**Task 1:** Reproduce the listing verbatim, starting at its first line and ending with the line that contains "(165, 508), (354, 681)". Omit the pictures.

**Page excerpt:**
════════════════════

Here’s Round 3 of my movie thoughts.  If you are reading this on Google Reader, click through to the actual post where  I’ve been embedding trailers in case anyone is interested.

123. Couples Retreat

My thought process: “Vince Vaughn and Jon Favreau are pretty funny, I like Jason Bateman, Jean Reno is awesome, Malin Akerman, Kristen Bell, and Kristin Davis are all attractive women who can do comedy, this movie should be great.”

Screenwriters Vince Vaughn and Jon Favreau’s thought process: “Let’s get the studio to pay for us to fly out to a Hawaiian resort with some funny guys and attractive women. I’m sure a movie will figure itself out somehow.” Sadly, it didn’t. Jokes are few and far between. Saw this one with Adam, unfortunately we hadn’t had quite enough to drink beforehand. And we couldn’t figure out who this movie was geared toward. Pretty disappointing stuff.

122. The Maiden Heist

OK, so this direct to DVD film was written by the guy who penned You, Me, and Dupree and was directed by the guy who helmed Garfield.  So naturally, it stars Morgan Freeman, William H. Macy, Christopher Walken, and Marcia Gay Harden.  I think direct-to-DVD unfairly has a stigma attached to it, unfortunately this film isn’t helping matters much.  The premise is kinda kooky: each of the three male leads plays a security guard who has fallen in love with a piece of art (basically they are objectum-sexuals).  But the gallery has sold the exhibit to somewhere in Scandinavia, so the three decide to steal the artwork.  It is a bumbling criminals tale with few laughs, and I shudder to think what the film would have looked like with weaker leads.  Also, there’s a Breckin Meyer cameo, so that should pretty much tell you what you need to know.

════════════════════

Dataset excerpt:
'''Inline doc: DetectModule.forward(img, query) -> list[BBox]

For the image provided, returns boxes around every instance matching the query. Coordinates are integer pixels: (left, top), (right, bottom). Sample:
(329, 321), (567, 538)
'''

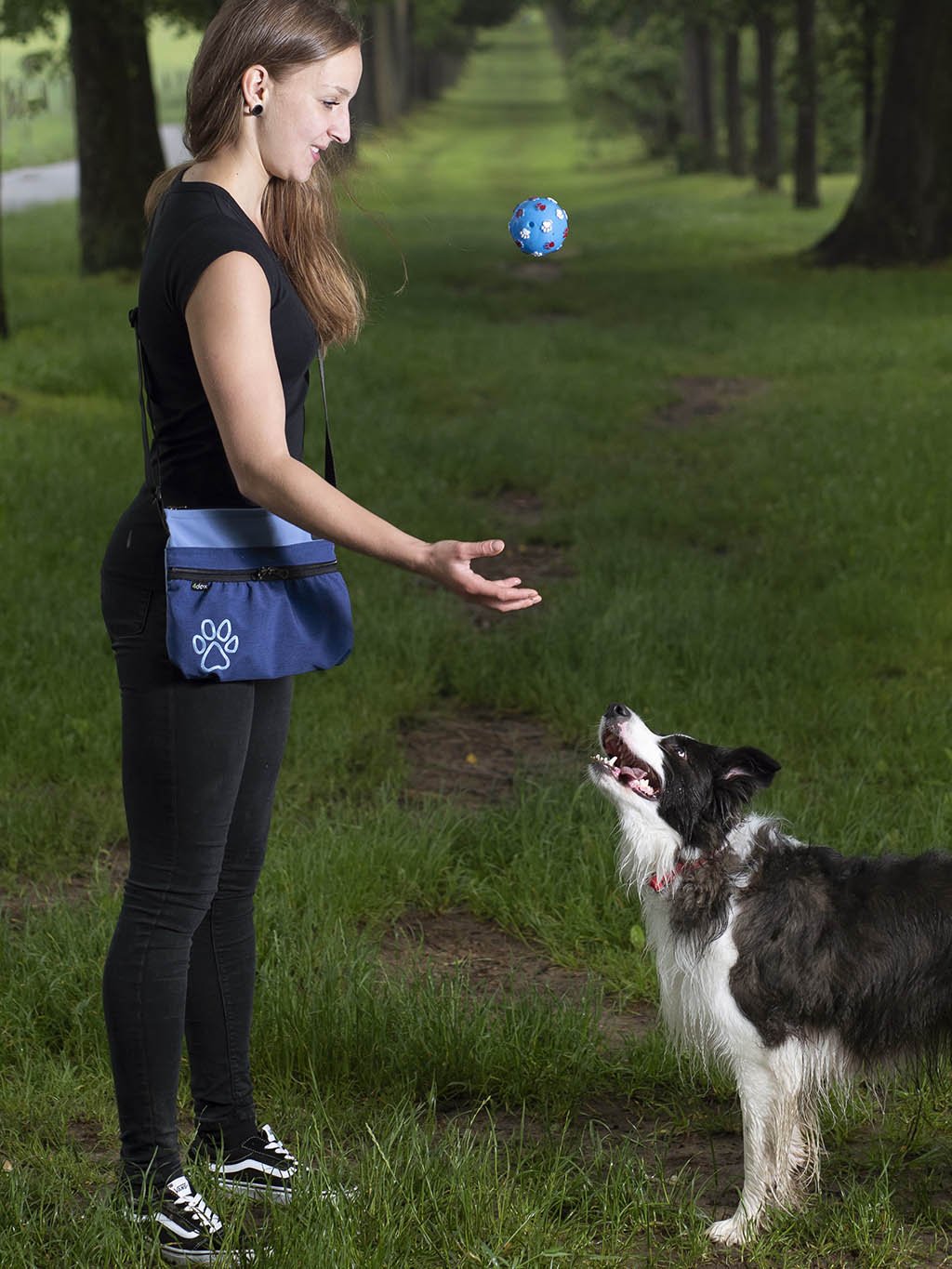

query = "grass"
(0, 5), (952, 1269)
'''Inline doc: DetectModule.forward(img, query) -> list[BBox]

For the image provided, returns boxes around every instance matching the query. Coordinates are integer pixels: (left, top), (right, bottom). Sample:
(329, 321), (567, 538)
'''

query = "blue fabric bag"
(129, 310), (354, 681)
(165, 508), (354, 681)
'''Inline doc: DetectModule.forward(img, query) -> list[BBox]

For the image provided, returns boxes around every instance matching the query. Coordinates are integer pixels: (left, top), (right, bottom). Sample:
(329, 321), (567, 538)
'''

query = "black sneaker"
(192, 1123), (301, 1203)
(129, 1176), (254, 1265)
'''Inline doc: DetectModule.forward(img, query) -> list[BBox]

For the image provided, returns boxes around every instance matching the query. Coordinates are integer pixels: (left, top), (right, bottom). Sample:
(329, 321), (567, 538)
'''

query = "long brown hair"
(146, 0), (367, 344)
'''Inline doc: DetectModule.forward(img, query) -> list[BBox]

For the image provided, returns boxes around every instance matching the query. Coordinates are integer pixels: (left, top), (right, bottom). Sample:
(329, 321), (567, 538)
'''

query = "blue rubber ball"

════════════════════

**Task 2:** Continue the movie review post from its final sentence.

**Answer 1:**
'''Inline doc: DetectModule.forward(img, query) -> list[BBox]

For the image provided, returns boxes around every instance matching the query. Coordinates are integer pixels: (left, top), (right, bottom). Sample:
(329, 321), (567, 538)
'''


query = "grass"
(0, 5), (952, 1269)
'''Inline doc: DetectModule.forward(img, query) -> list[BBox]

For the image provided, returns boxes around every instance matching the query. Coordinates are integer pixels: (left, top), (right, bottom). Sample:
(329, 321), (567, 538)
'''

query = "blue fabric bag"
(129, 310), (354, 681)
(165, 508), (354, 681)

**Answer 2:**
121. Trick R’ Treat

A horror anthology consisting of four very loosely connected tales of Halloween.  I believe the film was very well-received by the horror community, who were (justifiably) frustrated by the distribution difficulties facing the movie.  I personally didn’t find any of the segments particularly scary, and it is easy enough to frighten me.  It boasts a relatively interesting cast, including Dylan Baker, Anna Paquin, Leslie Bibb, Brian Cox and Tahmoh Penikett.  Some original stuff, but I dunno, the twists didn’t do much for me.  Of course, I only catch a couple of horror films a year.  The film was written and directed by the guy who co-wrote X2 and Superman Returns, which makes a lot of sense.

120. Surrogates

Saw this one during a triple feature at Bengies with Adam, Alice, and John.   I had an absolute blast at the drive-in (thanks for the idea, John!) which was due to the company, the movies (more on that later) and stuffing my face full of ridiculous food we had brought.  If you ever head out to Bengies, and you should, don’t listen to John.  There are plenty of places nearby to get dinner to bring in.  I also should have followed my cardinal rule of watching baseball: bring one more layer of clothing than you’ll think you’ll need.  Anyway, Surrogates feels like a Philip K. Dick knockoff.  The story was interesting enough, but it seemed to be forced into becoming a Bruce Willis summer blockbuster, resulting in a bloated mess that didn’t really need to be so broad.

119. Gentlemen Broncos

I love my name, but I gotta say, people I share it with have been letting me down in a big way.  Subway is dead to me and I know where I’m not going for jewelry.  There are a few baseball players named “Jared” or some variant, but they are all hurt or sucky this year.  And then’s Jared Hess, director of Napoleon Dynamite and this movie.  Gentleman Broncos definitely shares a sensibility with the former, but at least this one is tolerable.  The film’s three different plots are all vaguely interesting, but it is exceedingly clear that I just don’t get Hess’s cinematic world.  I haven’t seen Flight of the Conchords yet (I know, I’m a bad person), but I like Jemaine Clement (check out Eagle vs. Shark), which is topical because it was announced today he’s going to be a baddie in MIB III.  If there’s one reason to see this movie, it would be Sam Rockwell in a dual role where both characters are over the top outrageous.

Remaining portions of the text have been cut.